• KERJAKAN INI
Ganti "dusta" dengan "bohong" lalu tulis kembali seluruh bagian teks tentang dhihar mulai dari "الَّذِيْنَ يُظهِرُوْنَ مِنْكُمْ" hingga "Maha Pengampun (2).".

• KUTIPAN TEKS
================
TENTANG DHIHAR
35. Tentang
Dhihar.
Dhihar
terambil dari kata dhahrun (punggung). Di jaman jahiliyah, apabila suami
mengatakan kepada istrinya, “Kamu bagiku seperti punggung ibuku”, maka yang
demikian itu sudah dianggap sama dengan menthalaq istrinya. Tentang hal ini
Allah SWT menurunkan firman-Nya sebagai berikut :
قَدْ سَمِعَ اللهُ قَوْلَ الَّتِيْ تُجَادِلُكَ فِيْ زَوْجِهَا وَ
تَشْتَكِيْ اِلَى اللهِ وَ اللهُ يَسْمَعُ تَحَاوُرَكُمَا، اِنَّ اللهَ سَمِيْعٌ
بَصِيْرٌ. المجادلة:1
Sesungguhnya
Allah telah mendengar perkataan wanita yang memajukan gugatan kepada kamu
tentang suaminya, dan mengadukan (halnya) kepada Allah. Dan Allah mendengar soal
jawab antara kamu berdua. Sesungguhnya Allah Maha Mendengar lagi Maha Melihat
(1).
الَّذِيْنَ يُظهِرُوْنَ مِنْكُمْ مّنْ نّسَآئِهِمْ مَّا هُنَّ
اُمَّهتِهِمْ، اِنْ اُمَّهتُهُمْ اِلاَّ الّئِيْ وَلَدْنَهُمْ، وَ اِنَّهُمْ
لَيَقُوْلُوْنَ مُنْكَرًا مّنَ اْلقَوْلِ وَزُوْرًا، وَ اِنَّ اللهَ لَعَفُوٌّ
غَفُوْرٌ. . المجادلة:2
Orang-orang
yang mendzihar istrinya diantara kamu, (menganggap istrinya sebagai ibunya,
padahal) tiadalah istri mereka itu ibu mereka. Ibu-ibu mereka tidak lain
hanyalah wanita yang melahirkan mereka. Dan sesungguhnya mereka sungguh-sungguh
mengucapkan suatu perkataan yang munkar dan dusta. Dan sesungguhnya Allah Maha
Pemaaf lagi Maha Pengampun (2).
================
• CATATAN DATA
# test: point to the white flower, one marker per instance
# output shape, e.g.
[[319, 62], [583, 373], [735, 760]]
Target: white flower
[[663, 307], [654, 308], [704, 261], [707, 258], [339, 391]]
================
• JAWABAN TERTULIS
الَّذِيْنَ يُظهِرُوْنَ مِنْكُمْ مّنْ نّسَآئِهِمْ مَّا هُنَّ
اُمَّهتِهِمْ، اِنْ اُمَّهتُهُمْ اِلاَّ الّئِيْ وَلَدْنَهُمْ، وَ اِنَّهُمْ
لَيَقُوْلُوْنَ مُنْكَرًا مّنَ اْلقَوْلِ وَزُوْرًا، وَ اِنَّ اللهَ لَعَفُوٌّ
غَفُوْرٌ. . المجادلة:2
Orang-orang
yang mendzihar istrinya diantara kamu, (menganggap istrinya sebagai ibunya,
padahal) tiadalah istri mereka itu ibu mereka. Ibu-ibu mereka tidak lain
hanyalah wanita yang melahirkan mereka. Dan sesungguhnya mereka sungguh-sungguh
mengucapkan suatu perkataan yang munkar dan bohong. Dan sesungguhnya Allah Maha
Pemaaf lagi Maha Pengampun (2).